=== Instructions to follow ===
Write out exactly, please, every line from the beginning of the entries to the line holding "(format x=361, y=578)", and no pictures.

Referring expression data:
----
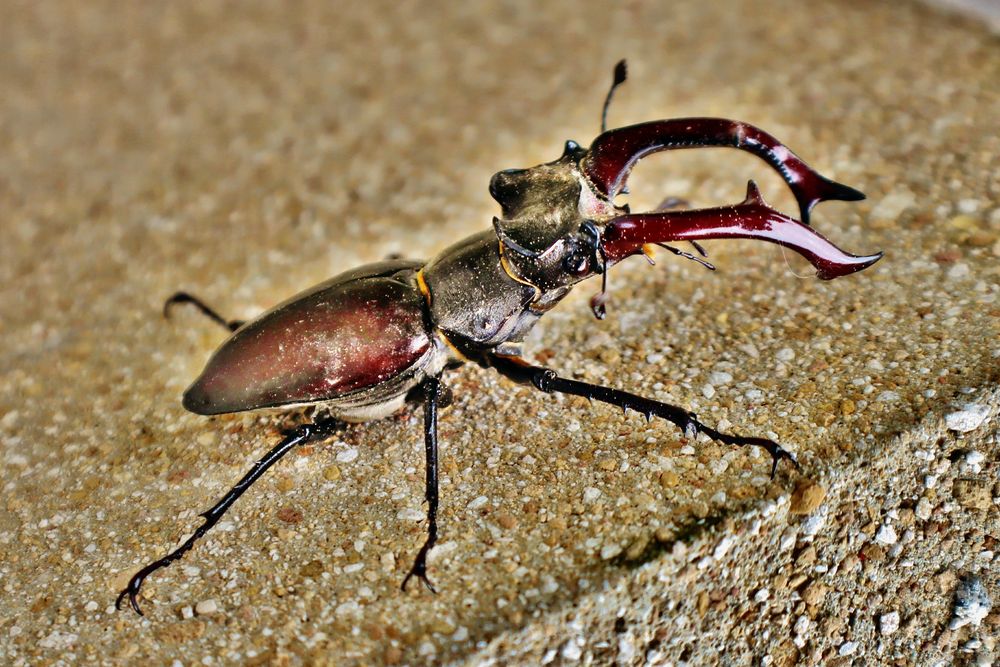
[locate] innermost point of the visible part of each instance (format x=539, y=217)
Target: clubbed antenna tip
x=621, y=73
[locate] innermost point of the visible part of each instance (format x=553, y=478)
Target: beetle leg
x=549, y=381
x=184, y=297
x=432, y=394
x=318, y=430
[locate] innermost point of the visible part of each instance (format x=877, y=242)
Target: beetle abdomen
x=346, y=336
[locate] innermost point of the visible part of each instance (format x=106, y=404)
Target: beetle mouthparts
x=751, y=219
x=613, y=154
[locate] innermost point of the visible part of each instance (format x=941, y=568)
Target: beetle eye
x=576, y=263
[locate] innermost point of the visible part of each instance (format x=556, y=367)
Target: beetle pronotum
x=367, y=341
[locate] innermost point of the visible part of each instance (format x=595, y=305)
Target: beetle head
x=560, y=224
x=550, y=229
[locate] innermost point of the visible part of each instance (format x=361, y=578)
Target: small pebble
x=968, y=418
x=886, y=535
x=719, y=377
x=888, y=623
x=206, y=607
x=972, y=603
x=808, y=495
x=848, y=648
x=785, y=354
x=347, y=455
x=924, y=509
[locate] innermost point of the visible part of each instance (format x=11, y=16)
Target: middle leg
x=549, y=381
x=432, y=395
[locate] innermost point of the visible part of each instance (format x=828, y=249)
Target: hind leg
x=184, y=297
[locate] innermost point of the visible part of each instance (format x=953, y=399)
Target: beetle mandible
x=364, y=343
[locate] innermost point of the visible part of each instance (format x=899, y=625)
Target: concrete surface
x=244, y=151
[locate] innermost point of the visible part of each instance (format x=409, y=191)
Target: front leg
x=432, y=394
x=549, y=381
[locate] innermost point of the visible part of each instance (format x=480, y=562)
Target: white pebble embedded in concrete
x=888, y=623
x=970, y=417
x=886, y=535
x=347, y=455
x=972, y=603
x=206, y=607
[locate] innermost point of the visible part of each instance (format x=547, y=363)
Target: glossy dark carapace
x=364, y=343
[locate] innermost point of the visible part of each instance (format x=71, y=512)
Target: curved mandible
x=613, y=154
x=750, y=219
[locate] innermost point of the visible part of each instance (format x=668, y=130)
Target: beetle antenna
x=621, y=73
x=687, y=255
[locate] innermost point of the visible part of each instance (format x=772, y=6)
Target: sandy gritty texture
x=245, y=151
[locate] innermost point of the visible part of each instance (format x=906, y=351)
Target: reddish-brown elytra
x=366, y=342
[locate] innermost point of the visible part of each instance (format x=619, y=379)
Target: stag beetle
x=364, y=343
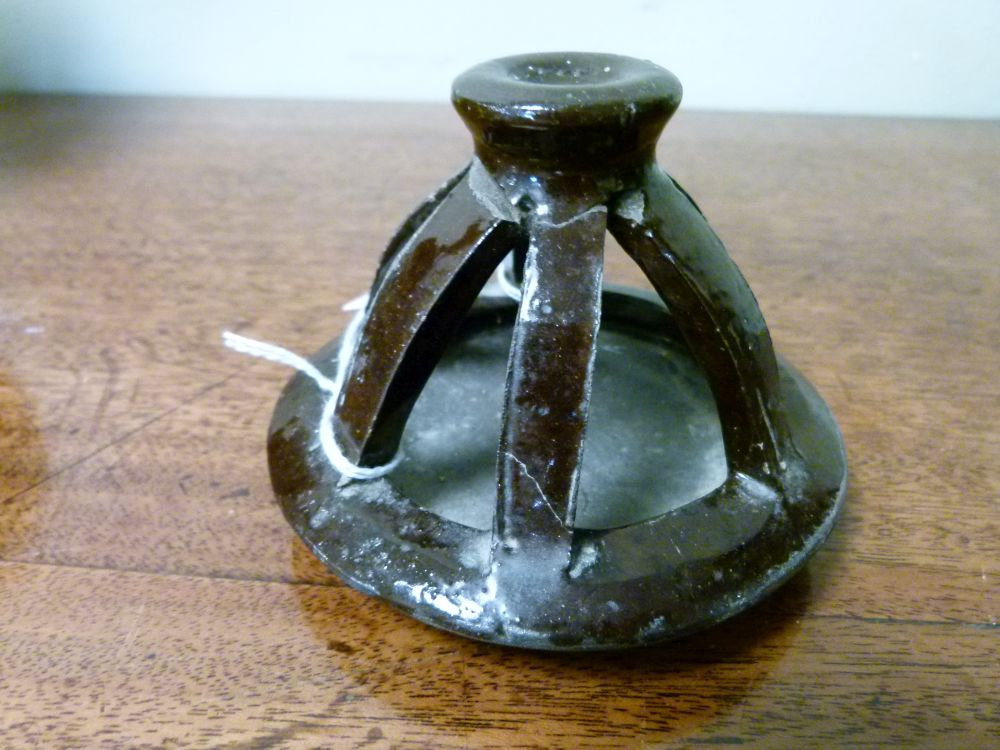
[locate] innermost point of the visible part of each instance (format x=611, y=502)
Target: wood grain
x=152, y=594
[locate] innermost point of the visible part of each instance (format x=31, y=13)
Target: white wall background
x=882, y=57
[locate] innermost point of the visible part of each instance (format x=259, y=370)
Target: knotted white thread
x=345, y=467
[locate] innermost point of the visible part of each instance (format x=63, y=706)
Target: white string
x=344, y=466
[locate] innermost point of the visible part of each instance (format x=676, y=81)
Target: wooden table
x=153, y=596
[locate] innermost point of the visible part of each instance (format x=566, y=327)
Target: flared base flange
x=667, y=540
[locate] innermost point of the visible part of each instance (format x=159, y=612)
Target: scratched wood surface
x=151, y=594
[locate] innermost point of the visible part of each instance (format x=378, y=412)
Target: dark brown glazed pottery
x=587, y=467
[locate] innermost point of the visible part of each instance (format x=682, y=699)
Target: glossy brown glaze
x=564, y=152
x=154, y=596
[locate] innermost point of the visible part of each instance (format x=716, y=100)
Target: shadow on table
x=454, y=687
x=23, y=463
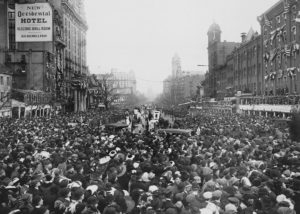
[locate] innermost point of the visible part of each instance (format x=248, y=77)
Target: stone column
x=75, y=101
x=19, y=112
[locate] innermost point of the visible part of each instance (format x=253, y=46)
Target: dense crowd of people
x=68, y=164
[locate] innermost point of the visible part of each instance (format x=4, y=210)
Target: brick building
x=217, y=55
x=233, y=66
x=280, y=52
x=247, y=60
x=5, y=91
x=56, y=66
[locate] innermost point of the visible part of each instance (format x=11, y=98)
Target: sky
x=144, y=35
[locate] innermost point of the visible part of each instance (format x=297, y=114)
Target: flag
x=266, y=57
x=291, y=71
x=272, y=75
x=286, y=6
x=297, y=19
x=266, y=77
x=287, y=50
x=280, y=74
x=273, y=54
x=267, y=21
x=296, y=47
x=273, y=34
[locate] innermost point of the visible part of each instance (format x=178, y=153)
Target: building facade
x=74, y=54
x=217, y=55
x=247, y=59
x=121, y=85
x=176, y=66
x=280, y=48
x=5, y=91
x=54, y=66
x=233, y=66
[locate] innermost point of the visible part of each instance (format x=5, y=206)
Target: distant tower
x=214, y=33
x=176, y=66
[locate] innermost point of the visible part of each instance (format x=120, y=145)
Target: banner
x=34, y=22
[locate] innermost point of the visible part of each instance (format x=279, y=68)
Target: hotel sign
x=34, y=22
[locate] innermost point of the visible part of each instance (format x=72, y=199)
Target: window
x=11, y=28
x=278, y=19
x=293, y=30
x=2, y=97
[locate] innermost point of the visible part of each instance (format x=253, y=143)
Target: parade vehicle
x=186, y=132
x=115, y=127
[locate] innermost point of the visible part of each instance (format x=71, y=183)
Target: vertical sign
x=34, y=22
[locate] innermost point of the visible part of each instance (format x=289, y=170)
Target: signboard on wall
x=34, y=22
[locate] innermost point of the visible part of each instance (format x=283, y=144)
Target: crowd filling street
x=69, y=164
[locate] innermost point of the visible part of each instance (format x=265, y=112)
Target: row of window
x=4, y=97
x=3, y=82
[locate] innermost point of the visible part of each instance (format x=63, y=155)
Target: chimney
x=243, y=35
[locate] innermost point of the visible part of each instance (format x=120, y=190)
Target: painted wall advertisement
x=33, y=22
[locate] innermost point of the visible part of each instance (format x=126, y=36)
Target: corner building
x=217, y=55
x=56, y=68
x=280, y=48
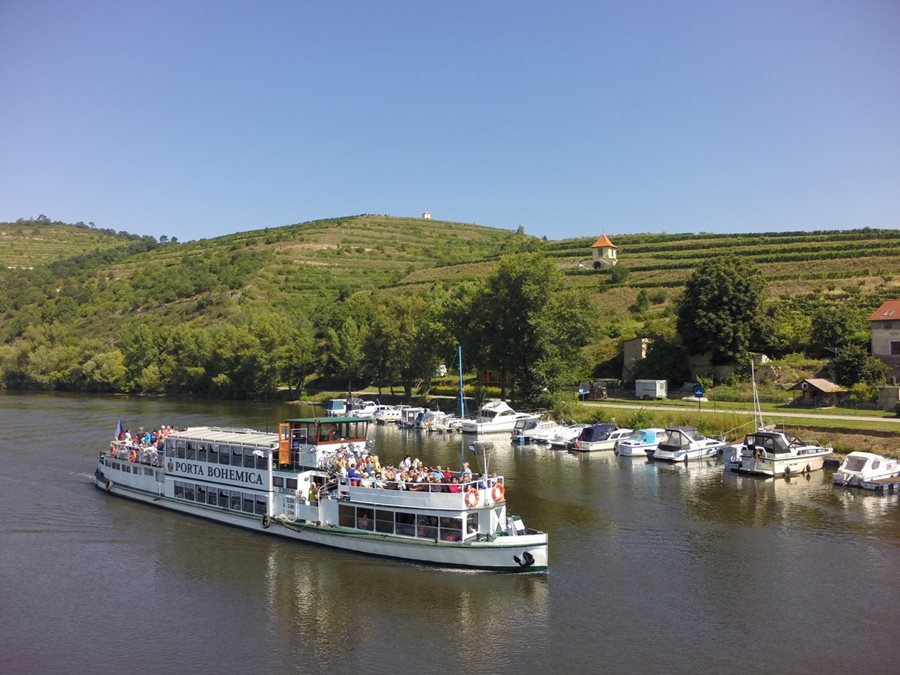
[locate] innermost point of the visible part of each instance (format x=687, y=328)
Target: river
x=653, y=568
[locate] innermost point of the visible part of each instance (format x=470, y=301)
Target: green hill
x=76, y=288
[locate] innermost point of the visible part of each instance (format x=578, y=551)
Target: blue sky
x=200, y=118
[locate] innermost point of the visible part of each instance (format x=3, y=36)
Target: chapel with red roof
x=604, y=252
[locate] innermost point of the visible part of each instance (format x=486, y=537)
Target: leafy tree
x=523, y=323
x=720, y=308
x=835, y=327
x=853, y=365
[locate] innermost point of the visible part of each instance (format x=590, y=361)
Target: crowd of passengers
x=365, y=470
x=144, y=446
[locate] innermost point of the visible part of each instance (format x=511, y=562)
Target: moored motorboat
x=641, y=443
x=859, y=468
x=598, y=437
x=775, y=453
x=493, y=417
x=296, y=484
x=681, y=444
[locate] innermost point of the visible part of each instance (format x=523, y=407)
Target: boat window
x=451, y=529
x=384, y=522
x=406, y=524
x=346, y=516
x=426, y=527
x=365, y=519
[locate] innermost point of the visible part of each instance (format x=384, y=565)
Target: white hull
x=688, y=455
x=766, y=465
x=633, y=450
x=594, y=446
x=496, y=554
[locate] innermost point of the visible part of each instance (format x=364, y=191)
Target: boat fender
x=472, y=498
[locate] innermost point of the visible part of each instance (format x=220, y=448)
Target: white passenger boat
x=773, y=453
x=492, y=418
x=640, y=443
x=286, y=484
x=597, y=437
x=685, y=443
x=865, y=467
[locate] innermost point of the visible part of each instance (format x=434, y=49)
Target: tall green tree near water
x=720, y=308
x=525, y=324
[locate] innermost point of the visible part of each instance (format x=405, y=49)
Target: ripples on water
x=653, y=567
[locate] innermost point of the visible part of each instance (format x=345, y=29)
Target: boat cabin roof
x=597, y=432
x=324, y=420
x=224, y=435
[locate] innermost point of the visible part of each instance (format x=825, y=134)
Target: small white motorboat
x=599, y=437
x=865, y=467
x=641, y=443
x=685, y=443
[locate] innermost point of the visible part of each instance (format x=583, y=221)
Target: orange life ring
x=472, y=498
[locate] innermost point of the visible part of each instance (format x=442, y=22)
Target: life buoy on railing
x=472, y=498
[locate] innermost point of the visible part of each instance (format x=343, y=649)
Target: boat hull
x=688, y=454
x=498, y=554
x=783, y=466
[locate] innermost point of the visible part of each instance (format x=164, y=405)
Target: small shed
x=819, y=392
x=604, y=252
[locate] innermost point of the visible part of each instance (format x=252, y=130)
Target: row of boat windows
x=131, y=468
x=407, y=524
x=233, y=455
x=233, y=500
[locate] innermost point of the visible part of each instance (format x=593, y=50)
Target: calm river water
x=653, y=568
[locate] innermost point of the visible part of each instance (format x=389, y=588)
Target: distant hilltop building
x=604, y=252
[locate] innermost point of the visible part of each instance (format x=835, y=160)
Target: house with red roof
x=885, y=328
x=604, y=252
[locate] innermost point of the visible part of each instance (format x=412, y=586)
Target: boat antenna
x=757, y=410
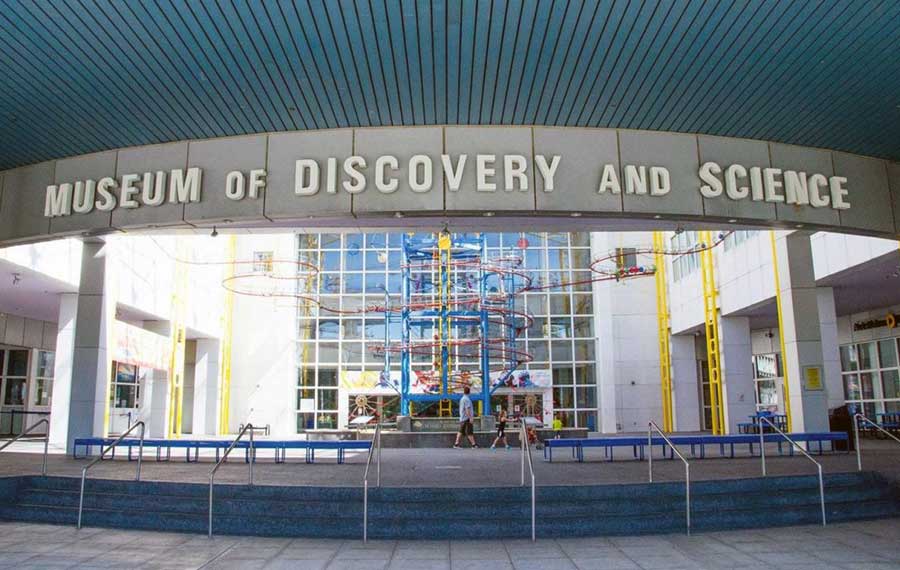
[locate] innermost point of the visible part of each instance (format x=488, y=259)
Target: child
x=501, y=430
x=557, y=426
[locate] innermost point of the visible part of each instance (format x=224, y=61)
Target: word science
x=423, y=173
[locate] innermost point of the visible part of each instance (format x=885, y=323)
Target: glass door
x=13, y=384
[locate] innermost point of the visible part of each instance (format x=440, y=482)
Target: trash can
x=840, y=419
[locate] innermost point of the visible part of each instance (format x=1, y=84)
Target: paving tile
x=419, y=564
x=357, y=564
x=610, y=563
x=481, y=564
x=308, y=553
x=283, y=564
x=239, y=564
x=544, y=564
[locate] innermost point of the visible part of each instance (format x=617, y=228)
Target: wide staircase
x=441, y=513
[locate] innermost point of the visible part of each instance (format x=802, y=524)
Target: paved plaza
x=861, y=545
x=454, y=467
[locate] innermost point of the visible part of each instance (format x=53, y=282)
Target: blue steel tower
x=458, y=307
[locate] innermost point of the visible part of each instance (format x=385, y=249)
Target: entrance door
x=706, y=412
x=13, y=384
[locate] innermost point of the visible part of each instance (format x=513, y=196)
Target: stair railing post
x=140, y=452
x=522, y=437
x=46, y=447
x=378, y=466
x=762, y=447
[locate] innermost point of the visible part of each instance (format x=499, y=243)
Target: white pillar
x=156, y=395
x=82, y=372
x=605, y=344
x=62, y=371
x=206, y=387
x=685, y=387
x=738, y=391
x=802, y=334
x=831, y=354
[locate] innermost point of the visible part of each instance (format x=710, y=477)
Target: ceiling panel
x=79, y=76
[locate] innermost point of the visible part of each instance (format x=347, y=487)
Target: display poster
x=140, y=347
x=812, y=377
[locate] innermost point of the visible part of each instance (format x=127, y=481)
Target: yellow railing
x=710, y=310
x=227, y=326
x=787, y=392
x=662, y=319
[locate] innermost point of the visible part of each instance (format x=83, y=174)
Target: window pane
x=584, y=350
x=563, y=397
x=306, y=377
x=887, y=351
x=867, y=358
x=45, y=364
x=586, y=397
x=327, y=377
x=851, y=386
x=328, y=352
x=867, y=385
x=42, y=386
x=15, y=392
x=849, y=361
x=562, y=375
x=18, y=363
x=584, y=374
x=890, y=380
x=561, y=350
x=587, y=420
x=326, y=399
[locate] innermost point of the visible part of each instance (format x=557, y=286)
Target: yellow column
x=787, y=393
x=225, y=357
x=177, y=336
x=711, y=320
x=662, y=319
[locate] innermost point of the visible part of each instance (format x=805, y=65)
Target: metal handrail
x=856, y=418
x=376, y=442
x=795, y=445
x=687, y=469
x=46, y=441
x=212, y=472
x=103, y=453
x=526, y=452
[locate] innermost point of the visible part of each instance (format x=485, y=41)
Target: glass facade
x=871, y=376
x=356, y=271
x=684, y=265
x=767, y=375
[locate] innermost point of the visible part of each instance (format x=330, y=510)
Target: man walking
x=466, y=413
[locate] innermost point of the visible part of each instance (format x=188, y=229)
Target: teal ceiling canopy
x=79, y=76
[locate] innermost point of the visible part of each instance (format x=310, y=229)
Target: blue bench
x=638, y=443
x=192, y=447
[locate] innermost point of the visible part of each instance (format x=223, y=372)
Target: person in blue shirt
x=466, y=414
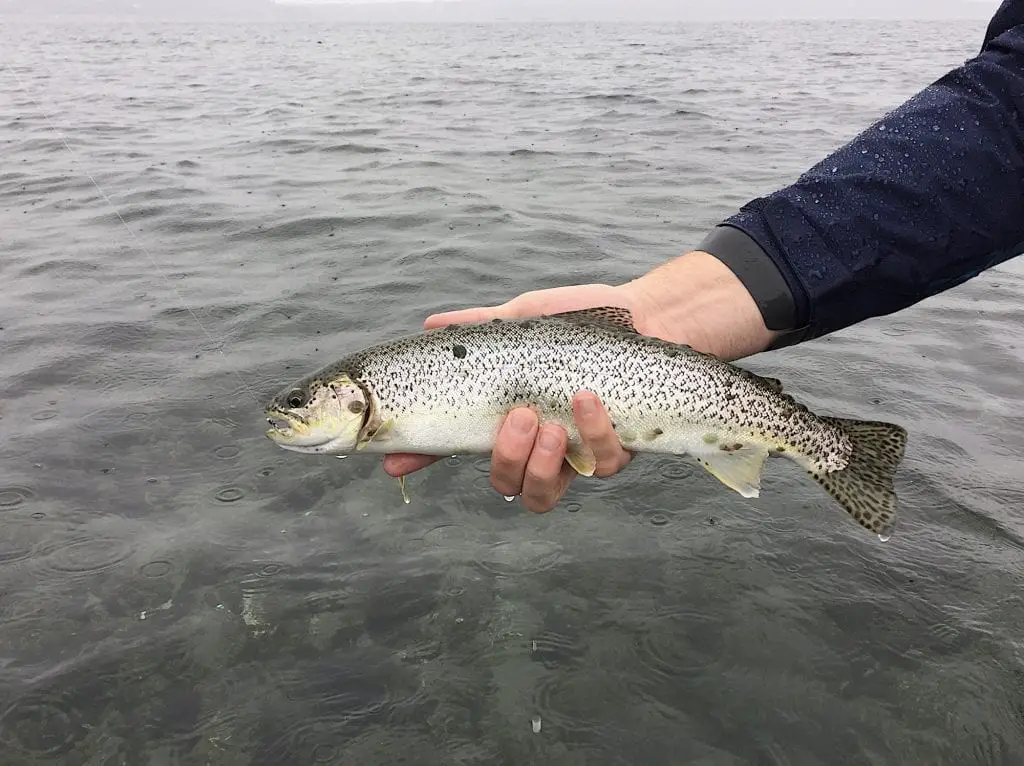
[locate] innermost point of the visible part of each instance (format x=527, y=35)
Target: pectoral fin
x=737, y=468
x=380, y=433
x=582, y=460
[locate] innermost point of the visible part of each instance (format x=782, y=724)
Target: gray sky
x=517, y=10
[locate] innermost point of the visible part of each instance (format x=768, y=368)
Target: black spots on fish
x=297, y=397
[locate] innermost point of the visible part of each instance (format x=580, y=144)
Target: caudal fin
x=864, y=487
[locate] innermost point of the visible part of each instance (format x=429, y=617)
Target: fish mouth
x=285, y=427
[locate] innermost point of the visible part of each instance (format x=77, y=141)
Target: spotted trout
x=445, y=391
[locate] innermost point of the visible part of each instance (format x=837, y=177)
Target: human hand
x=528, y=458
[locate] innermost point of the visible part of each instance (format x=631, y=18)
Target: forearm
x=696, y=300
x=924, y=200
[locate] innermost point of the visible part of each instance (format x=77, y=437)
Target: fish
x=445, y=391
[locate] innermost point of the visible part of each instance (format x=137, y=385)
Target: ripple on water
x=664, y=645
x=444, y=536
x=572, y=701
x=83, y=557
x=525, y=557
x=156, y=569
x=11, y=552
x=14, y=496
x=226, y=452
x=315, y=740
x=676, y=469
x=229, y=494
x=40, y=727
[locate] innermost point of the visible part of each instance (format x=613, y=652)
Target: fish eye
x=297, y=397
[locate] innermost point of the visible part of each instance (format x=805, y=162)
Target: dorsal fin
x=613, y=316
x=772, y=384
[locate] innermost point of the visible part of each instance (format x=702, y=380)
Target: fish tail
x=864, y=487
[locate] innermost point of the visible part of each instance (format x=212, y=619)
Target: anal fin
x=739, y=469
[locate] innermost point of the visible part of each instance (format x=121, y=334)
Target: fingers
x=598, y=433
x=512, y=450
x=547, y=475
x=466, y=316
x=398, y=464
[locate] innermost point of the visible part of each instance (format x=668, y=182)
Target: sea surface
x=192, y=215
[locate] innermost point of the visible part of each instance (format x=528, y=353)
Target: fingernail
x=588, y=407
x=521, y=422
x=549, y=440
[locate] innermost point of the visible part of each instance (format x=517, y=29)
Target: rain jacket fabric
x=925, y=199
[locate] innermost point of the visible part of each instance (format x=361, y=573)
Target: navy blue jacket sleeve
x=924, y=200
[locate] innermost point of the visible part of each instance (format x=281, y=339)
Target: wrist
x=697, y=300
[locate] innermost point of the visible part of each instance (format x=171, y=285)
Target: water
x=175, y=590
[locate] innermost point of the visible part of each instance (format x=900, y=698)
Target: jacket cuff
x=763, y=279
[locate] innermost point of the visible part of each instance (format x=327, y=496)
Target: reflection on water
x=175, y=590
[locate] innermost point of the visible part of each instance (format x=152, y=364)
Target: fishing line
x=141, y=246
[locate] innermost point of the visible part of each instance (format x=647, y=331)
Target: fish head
----
=== Output of the exercise ===
[locate] innermost point of the visible part of each instance (format x=539, y=217)
Target: clubbed antenna tip
x=621, y=73
[locate] innermost point of the visible part of each instance (format x=553, y=478)
Target: beetle leg
x=549, y=381
x=184, y=297
x=432, y=394
x=318, y=430
[locate] innermost point of the visible part of each instance (format x=877, y=242)
Target: beetle abdomen
x=346, y=336
[locate] innermost point of the visible part of each instance (format x=106, y=404)
Target: beetle mouthparts
x=751, y=219
x=613, y=154
[locate] innermost point of the visible part of each instance (format x=941, y=568)
Target: beetle eye
x=576, y=263
[locate] innermost point of the visible part of each instance (format x=556, y=367)
Target: beetle pronotum
x=367, y=341
[locate] innermost point of the visible part of each instance (format x=595, y=305)
Target: beetle head
x=560, y=224
x=550, y=229
[locate] innermost point of the visible part of each instance (format x=361, y=578)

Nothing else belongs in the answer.